*** Block opens ***
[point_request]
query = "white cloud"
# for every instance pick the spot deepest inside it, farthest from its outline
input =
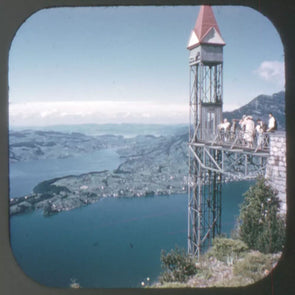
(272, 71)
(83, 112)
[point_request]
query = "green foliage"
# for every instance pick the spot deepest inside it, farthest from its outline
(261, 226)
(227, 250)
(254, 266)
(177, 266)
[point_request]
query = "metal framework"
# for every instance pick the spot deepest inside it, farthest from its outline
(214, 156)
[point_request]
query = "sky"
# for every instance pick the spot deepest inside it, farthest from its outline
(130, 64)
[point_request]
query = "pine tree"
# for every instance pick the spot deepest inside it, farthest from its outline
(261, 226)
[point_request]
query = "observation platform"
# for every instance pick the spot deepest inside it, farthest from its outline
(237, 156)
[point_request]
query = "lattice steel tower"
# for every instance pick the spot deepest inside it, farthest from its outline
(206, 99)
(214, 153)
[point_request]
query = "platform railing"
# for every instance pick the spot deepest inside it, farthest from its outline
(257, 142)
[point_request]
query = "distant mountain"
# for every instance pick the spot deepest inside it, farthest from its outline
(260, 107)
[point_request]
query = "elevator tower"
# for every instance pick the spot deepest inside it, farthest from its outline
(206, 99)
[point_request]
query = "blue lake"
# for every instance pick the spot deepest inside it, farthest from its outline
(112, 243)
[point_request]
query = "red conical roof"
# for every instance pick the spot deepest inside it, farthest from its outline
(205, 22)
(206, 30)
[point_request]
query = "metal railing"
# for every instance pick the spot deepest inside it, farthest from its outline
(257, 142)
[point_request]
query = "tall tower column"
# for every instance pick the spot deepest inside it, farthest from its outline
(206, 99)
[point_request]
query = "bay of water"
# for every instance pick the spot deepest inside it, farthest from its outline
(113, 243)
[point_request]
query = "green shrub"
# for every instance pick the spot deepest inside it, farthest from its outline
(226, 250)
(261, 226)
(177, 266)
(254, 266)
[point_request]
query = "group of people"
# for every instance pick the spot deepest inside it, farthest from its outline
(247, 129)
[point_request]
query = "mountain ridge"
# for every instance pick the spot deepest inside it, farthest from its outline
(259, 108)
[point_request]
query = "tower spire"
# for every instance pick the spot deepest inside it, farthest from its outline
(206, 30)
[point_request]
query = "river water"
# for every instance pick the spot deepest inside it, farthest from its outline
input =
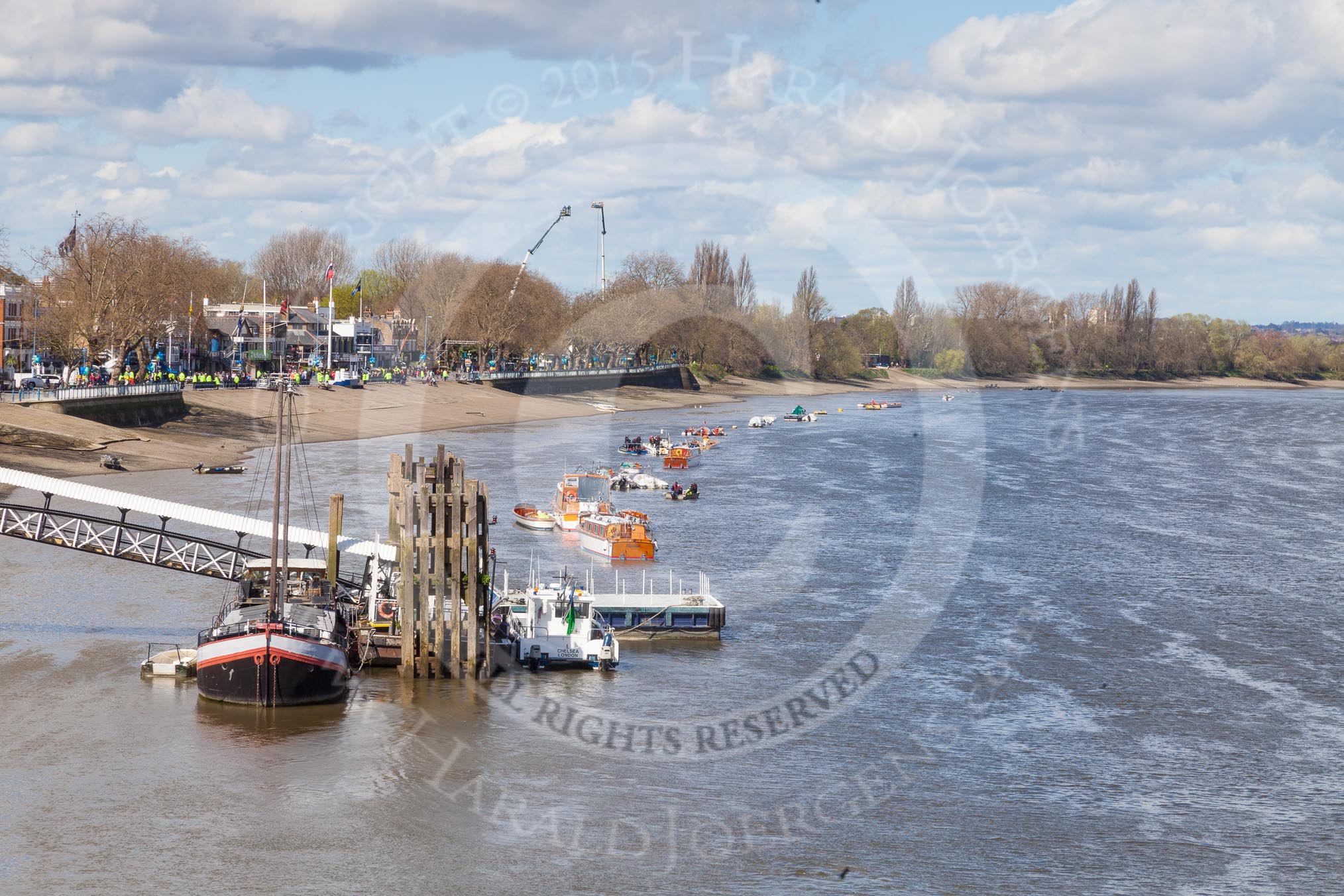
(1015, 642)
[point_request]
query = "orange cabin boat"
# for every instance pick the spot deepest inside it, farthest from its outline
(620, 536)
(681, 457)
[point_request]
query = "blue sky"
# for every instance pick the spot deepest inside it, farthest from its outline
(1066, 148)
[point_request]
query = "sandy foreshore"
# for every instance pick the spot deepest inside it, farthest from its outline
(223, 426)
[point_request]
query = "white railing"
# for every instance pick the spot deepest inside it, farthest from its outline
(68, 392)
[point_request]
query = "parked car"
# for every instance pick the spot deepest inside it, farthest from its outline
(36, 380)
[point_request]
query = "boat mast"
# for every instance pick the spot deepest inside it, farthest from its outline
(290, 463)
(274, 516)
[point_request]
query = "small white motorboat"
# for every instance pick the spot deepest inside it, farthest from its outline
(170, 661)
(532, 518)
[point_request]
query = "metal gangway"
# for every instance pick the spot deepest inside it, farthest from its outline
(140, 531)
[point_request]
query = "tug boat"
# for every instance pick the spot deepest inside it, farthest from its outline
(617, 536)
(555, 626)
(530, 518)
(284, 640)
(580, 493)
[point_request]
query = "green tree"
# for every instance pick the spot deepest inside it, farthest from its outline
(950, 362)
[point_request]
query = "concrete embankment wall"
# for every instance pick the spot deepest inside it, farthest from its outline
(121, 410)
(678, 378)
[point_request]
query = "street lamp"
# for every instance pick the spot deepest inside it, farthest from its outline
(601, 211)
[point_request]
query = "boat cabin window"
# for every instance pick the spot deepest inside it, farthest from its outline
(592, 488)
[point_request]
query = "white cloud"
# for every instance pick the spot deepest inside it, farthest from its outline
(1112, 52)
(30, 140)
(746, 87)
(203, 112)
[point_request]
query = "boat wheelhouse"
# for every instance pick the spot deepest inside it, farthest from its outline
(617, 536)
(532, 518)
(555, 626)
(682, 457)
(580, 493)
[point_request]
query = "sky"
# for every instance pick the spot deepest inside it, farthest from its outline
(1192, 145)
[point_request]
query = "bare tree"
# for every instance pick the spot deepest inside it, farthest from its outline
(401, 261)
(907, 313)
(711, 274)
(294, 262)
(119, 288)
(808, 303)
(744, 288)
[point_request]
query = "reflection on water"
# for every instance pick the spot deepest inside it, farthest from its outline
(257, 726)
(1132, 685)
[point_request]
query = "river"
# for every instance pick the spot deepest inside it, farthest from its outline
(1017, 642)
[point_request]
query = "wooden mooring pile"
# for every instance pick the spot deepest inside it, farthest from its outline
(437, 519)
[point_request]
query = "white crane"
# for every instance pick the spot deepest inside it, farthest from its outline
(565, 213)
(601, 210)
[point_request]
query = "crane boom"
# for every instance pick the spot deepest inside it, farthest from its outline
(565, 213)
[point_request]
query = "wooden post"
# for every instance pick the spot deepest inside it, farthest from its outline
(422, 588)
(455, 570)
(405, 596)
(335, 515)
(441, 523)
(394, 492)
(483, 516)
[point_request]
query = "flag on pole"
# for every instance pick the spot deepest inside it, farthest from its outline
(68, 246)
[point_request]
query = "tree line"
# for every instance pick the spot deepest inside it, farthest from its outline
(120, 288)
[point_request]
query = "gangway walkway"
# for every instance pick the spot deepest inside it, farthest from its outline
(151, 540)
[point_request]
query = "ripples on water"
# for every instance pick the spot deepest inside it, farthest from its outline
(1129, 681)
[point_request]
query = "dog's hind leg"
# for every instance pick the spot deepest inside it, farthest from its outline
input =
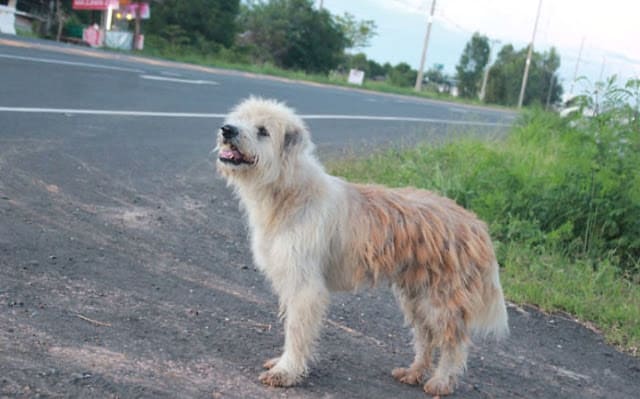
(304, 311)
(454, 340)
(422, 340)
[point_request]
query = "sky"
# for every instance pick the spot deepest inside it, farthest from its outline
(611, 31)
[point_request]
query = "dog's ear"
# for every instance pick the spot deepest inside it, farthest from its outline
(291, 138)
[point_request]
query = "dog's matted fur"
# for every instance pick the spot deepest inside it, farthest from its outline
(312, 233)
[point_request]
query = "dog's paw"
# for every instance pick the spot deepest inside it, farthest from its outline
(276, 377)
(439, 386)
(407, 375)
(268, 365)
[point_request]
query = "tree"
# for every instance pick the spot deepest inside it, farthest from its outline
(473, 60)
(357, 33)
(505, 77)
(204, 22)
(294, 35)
*** Block closes ***
WORK REQUIRED: Repeat the data verbatim, excluding all pictures.

TASK SOLUTION:
[point_request]
query = "white cloud"
# for every instance pick the spot deepest inside it, farthest from its outline
input =
(272, 71)
(83, 112)
[point_request]
query = "green foliage"
# for every instance pick the spot deepest inside it, farthest from its outline
(261, 226)
(227, 250)
(254, 266)
(177, 266)
[point_request]
query = "metal framework"
# for every instance pick the spot deepest inside it, farthest from its outline
(214, 156)
[point_request]
query = "sky"
# for every instance pick the spot deepest inside it, farthest from its outline
(130, 64)
[point_request]
query = "pine tree"
# for every instance pick the spot deepest inside it, farthest from its outline
(261, 226)
[point_request]
query = "observation platform"
# for every instance pick the spot deepest inside it, farthest from its outline
(237, 156)
[point_request]
query = "lattice steel tower"
# for every instance pick the spot deepest inside it, farthest from its outline
(206, 99)
(214, 153)
[point_request]
query = "platform railing"
# for every instance pick the spot deepest inside it, farthest from its outline
(257, 142)
[point_request]
query = "distant mountain"
# for every instance pick the spot deepest inside it, farthest from its outline
(260, 107)
[point_request]
query = "elevator tower"
# for every instance pick the spot deepest inside it, farthest from its outline
(206, 99)
[point_request]
query = "blue lake"
# for every instance pick the spot deepest inside it, farthest from its outline
(112, 243)
[point_request]
query = "red conical roof"
# for every instance pick the spot deepest inside it, farthest from its outline
(205, 22)
(206, 30)
[point_request]
query = "metal railing"
# for every instance pick the spot deepest inside it, farthest from its outline
(257, 142)
[point_request]
query = "tall tower column"
# for every instance pick the spot deepest inside it, farthest from its outline
(206, 99)
[point_request]
query = "bay of water"
# for every instance pick the spot deepest inside it, farthest from its outline
(113, 243)
[point_request]
query = "green shrub"
# for every instance pick the spot deepest inside it, farthest from its outline
(226, 250)
(261, 226)
(177, 266)
(254, 266)
[point_request]
query = "group of people"
# for every instance pick the spot deepest inside it, farthest from its outline
(247, 129)
[point_request]
query = "mountain ridge"
# for every instance pick the spot deepest inside it, farthest from its outline
(259, 108)
[point_request]
query = "tower spire"
# for every instance pick the spot deepest inside it, farthest from its outline
(206, 30)
[point_request]
query = "river water"
# for every instance pick the spot deepest inside it, farthest from its outline
input =
(1015, 642)
[point_request]
query = "orange cabin boat"
# for every instance pick the spot deepest inside it, farthest from its outline
(620, 536)
(681, 457)
[point_request]
query = "blue sky"
# for every instance pick the spot deepest inside it, farthest from its outline
(1066, 148)
[point_request]
query = "sandy foreshore"
# for every instance pick the spot deepest inside it, farthest from its outline
(223, 426)
[point_request]
query = "white railing"
# for every instance pick the spot deepest inside it, farthest from its outline
(68, 392)
[point_request]
query = "parked car"
# for every instance pick the spot deepest inside it, farthest from its outline
(36, 380)
[point_request]
query = "boat mast"
# for every instance pick the spot deepest inside it, farthest from its outline
(290, 463)
(274, 516)
[point_request]
query = "small white motorboat"
# for every instance pick the spot deepest inside it, farthest from its outline
(170, 661)
(532, 518)
[point_request]
query = "metal gangway"
# for every instance pick the spot deepest inside it, farthest from its outline
(140, 531)
[point_request]
query = "tug boat"
# for every instance pick the spot deepest inside it, farthest from its outline
(617, 536)
(555, 626)
(530, 518)
(284, 640)
(580, 493)
[point_request]
query = "green tree"
# for every instance pick the spot deepest inside it, farthest from its outline
(950, 362)
[point_request]
query = "concrete embankment wall"
# for every instance pick the spot deepest inside it, farthest from its outline
(121, 410)
(678, 378)
[point_request]
query = "street lamp"
# for every instance pick the spot deepest inside it, farthest from its outline
(601, 211)
[point_request]
query = "boat cabin window"
# for every instance pick the spot deepest inside it, farthest from its outline
(592, 488)
[point_request]
query = "white cloud"
# for every instance pick the spot deepest inside it, farthest from its outline
(1112, 52)
(30, 140)
(746, 87)
(203, 112)
[point_request]
query = "boat wheelhouse"
# for every instance pick the spot deepest inside it, farthest from its outline
(617, 536)
(532, 518)
(555, 626)
(682, 457)
(580, 493)
[point_request]
query = "sky"
# for every instance pick the spot deepest inside it, farthest from its outline
(1192, 145)
[point_request]
query = "bare tree"
# for every instance pick the spot deepest inside it, farthest from its outline
(401, 261)
(907, 313)
(711, 274)
(294, 262)
(119, 288)
(808, 303)
(744, 288)
[point_request]
query = "reflection on water"
# for every instance pick the spot deepest inside it, farthest from its outline
(257, 726)
(1132, 685)
[point_request]
query = "river"
# for every instance pick the spot deepest inside it, farthest from its outline
(1017, 642)
[point_request]
query = "wooden mooring pile"
# for every instance pick the spot deepest inside it, farthest from its outline
(437, 519)
[point_request]
query = "white crane"
# for every instance pick the spot deepest inside it, farthest from its outline
(565, 213)
(601, 210)
[point_request]
query = "crane boom"
# for every instance pick the spot deepest inside it, farthest from its outline
(565, 213)
[point_request]
query = "wooden post"
# for every instance pick the spot deepest inside it, farthest from its outline
(422, 588)
(455, 570)
(405, 596)
(335, 515)
(441, 523)
(394, 492)
(483, 516)
[point_request]
query = "flag on pole"
# for every instance pick the spot deepest inside it, farthest from its outline
(68, 246)
[point_request]
query = "tree line"
# for every instance pick the spot deepest inside it, farthest from its outline
(120, 288)
[point_request]
query = "gangway walkway"
# for every instance pick the spot deepest inside it, farthest from its outline
(151, 540)
[point_request]
query = "ripples on water"
# for every instance pick the spot deepest inside it, farthest from its outline
(1129, 681)
[point_request]
query = "dog's hind leg"
# for every instance pick the spot deepest inside it, farthest from its outline
input =
(304, 311)
(454, 340)
(422, 340)
[point_request]
query = "sky"
# for every instance pick the spot deepest inside it, farthest from its outline
(611, 31)
[point_request]
query = "dog's ear"
# for every instance pick the spot deepest inside it, farthest from its outline
(291, 138)
[point_request]
query = "dog's matted fur"
# for every instance pick the spot deepest inside it, farthest from its outline
(312, 233)
[point_request]
query = "dog's paw"
# for every instance pick the spot deepest inside it, farthest from its outline
(276, 377)
(439, 386)
(407, 375)
(268, 365)
[point_request]
query = "tree"
# for every instance pick the spot deepest inside it, farthest from its outline
(473, 60)
(357, 33)
(505, 77)
(204, 22)
(294, 35)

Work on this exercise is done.